◆ **EXERCISE**:
Take from the data every line in which the word "instance" is found.

INPUT FOR THIS TASK START

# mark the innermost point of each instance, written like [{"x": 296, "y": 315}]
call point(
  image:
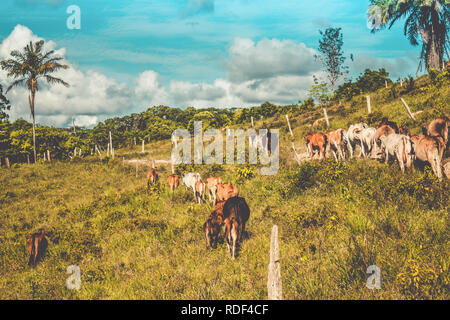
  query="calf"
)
[
  {"x": 316, "y": 142},
  {"x": 191, "y": 179},
  {"x": 173, "y": 181},
  {"x": 399, "y": 146},
  {"x": 212, "y": 183},
  {"x": 200, "y": 191},
  {"x": 391, "y": 124},
  {"x": 212, "y": 228},
  {"x": 439, "y": 128},
  {"x": 367, "y": 140},
  {"x": 352, "y": 138},
  {"x": 336, "y": 140},
  {"x": 236, "y": 214},
  {"x": 226, "y": 191},
  {"x": 426, "y": 149},
  {"x": 36, "y": 246}
]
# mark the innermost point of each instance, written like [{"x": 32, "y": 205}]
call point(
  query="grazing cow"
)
[
  {"x": 152, "y": 177},
  {"x": 316, "y": 142},
  {"x": 399, "y": 146},
  {"x": 386, "y": 122},
  {"x": 212, "y": 183},
  {"x": 446, "y": 169},
  {"x": 36, "y": 245},
  {"x": 226, "y": 191},
  {"x": 173, "y": 182},
  {"x": 426, "y": 149},
  {"x": 352, "y": 137},
  {"x": 200, "y": 190},
  {"x": 233, "y": 231},
  {"x": 236, "y": 214},
  {"x": 404, "y": 131},
  {"x": 336, "y": 140},
  {"x": 439, "y": 128},
  {"x": 190, "y": 180},
  {"x": 367, "y": 140},
  {"x": 212, "y": 228}
]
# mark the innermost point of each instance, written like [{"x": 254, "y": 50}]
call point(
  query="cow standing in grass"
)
[
  {"x": 400, "y": 147},
  {"x": 236, "y": 214},
  {"x": 352, "y": 137},
  {"x": 316, "y": 142},
  {"x": 190, "y": 180},
  {"x": 226, "y": 191},
  {"x": 336, "y": 140},
  {"x": 200, "y": 191},
  {"x": 212, "y": 183},
  {"x": 427, "y": 149},
  {"x": 36, "y": 245}
]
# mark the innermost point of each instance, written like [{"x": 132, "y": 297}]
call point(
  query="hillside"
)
[{"x": 335, "y": 220}]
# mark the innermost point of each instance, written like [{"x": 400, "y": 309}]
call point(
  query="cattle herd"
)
[
  {"x": 385, "y": 141},
  {"x": 232, "y": 212}
]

INPUT FOR THIS TASK END

◆ **RESPONSE TO THIS EXERCISE**:
# mark the innermost point of each instance, written like [{"x": 296, "y": 315}]
# mark the innermost point of each instance, written like [{"x": 32, "y": 205}]
# mark the innermost point of each instance, written like [{"x": 254, "y": 50}]
# mark the innermost point of each instance, written like [{"x": 132, "y": 297}]
# mark the innermost point of each instance, written like [{"x": 400, "y": 309}]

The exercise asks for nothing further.